=== Instruction ===
Reproduce the listing below word for word, leaving out the pictures.

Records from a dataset
□ □ □ □

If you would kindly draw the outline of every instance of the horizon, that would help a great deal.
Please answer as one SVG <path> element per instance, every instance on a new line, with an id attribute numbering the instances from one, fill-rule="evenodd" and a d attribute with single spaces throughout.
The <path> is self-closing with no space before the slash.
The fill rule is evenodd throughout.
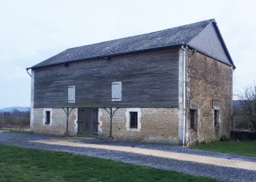
<path id="1" fill-rule="evenodd" d="M 5 96 L 0 108 L 29 107 L 31 79 L 26 68 L 67 49 L 213 18 L 236 66 L 233 89 L 236 100 L 236 95 L 256 79 L 254 45 L 248 44 L 256 41 L 255 7 L 254 1 L 245 4 L 230 0 L 217 0 L 211 8 L 203 0 L 185 4 L 146 0 L 4 1 L 0 7 L 0 84 L 5 89 L 0 93 Z"/>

□ □ □ □

=== Answer to the task ===
If you would kindly draw the outline of every instance of the horizon, that would help a great deal.
Please answer as one SVG <path> element per instance, every instance on a new line, with an id attribute numbering the instances from one, fill-rule="evenodd" and a d attribute with single spaces throughout.
The <path> is self-closing with no space before the slash.
The fill rule is evenodd throughout.
<path id="1" fill-rule="evenodd" d="M 5 96 L 0 108 L 29 107 L 31 79 L 26 68 L 67 49 L 213 18 L 236 66 L 233 89 L 236 100 L 236 95 L 256 79 L 254 45 L 248 44 L 256 41 L 255 7 L 254 1 L 245 4 L 230 0 L 217 0 L 211 8 L 203 0 L 185 4 L 146 0 L 4 1 L 0 7 L 0 84 L 5 89 L 0 93 Z"/>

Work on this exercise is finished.